GIVEN EXERCISE A » Write out the stretch of the passage on environmental pollution liability insurance from "The above studies" through "in Table 1.".
GIVEN EXERCISE B »
Answer these questions from the passage on environmental pollution liability insurance:
(i) For which years did the Ministry of Environmental Protection of China release the "Enterprise List of Environmental Pollution Liability Insurance"?
(ii) Which body issued the "Guidelines for the Industry Classification of Listed Corporations" in 2012?
(iii) At what levels was tail processing carried out on the explained variables?
[Start PROVIDED TEXT]
The above studies provided reference experience and new ideas for this research and related topics, and some Chinese viewpoints provide a reference value for the research route of this paper. For example, the study of the economic significance of insurance, of environmental pollution performance, of environmental information gaps, and of financing constraints are helpful to this paper’s methodology. Although they do not cover the research topic and purpose of this paper, they provide a reference for the research route of this paper and are listed in Table 1.

3. Research Design

3.1. Sample Selection and Data Sources

The purchase of EPLI does not belong to the content that the listed corporation needs to disclose, but rather that which the environmental protection department has the right to disclose, and as the EPLI of property insurance, the insurance period is usually only one year. However, the Ministry of Environmental Protection of China had only released the “Enterprise List of Environmental Pollution Liability Insurance” for 2014 and 2015; therefore, this paper selects corporations listed in Shanghai and Shenzhen A shares in 2014 and 2015 as samples, and excludes ST corporations and corporations with abnormal and incomplete data. The identification of heavily polluting corporations is mainly based on the research of Ni Juan [49], and the corporations are classified according to the “Guidelines for the Industry Classification of Listed Corporations” issued by the China Securities Regulatory Commission in 2012. In addition, 16 industry classifications were selected by comparing the scope of identification of heavily polluting industries in the “List of Industry Classification Management of Listed Corporations for Environmental Protection Verification” (Environmental Pollution Office Letter [2008] No. 373) issued by the Ministry of Environmental Protection in 2008 (Industry code: C26, C28, C27, C32, B09, B06, D44, C19, C25, B07, C17, CC22, C33, C30, C31, B08). The corporations insured by EPLI mainly sort and filter the data of the insured corporations by manually sorting out the “List of Environmental Pollution Liability Insurance Corporations” issued by the Ministry of Environmental Protection in 2014 and 2015. Insurance and corporate data come from the Cathay Pacific database and the official corporate statement. This paper carried out the 1% and 99% levels of tail processing for the explained variables to eliminate the influence of outliers and extreme values.
[End PROVIDED TEXT]
[Start SOURCE DATA]
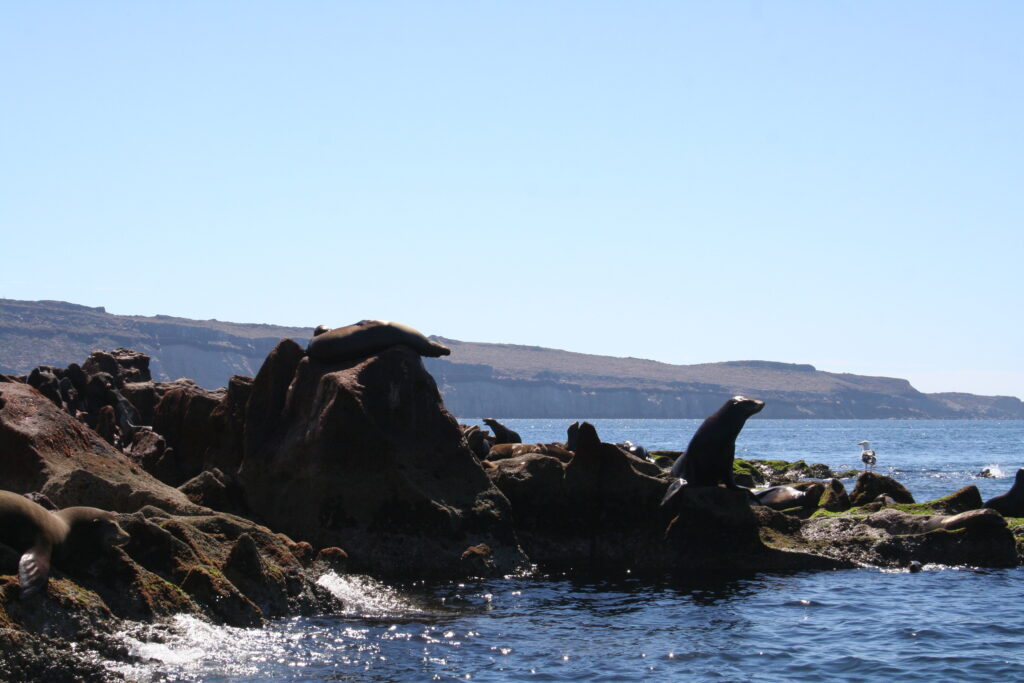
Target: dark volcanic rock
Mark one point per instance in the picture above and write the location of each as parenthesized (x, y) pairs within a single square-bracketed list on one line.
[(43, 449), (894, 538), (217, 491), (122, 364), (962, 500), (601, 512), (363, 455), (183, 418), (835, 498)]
[End SOURCE DATA]
RIGHT ANSWER A »
The above studies provided reference experience and new ideas for this research and related topics, and some Chinese viewpoints provide a reference value for the research route of this paper. For example, the study of the economic significance of insurance, of environmental pollution performance, of environmental information gaps, and of financing constraints are helpful to this paper’s methodology. Although they do not cover the research topic and purpose of this paper, they provide a reference for the research route of this paper and are listed in Table 1.

RIGHT ANSWER B »
(i) 2014 and 2015.
(ii) The China Securities Regulatory Commission.
(iii) The 1% and 99% levels.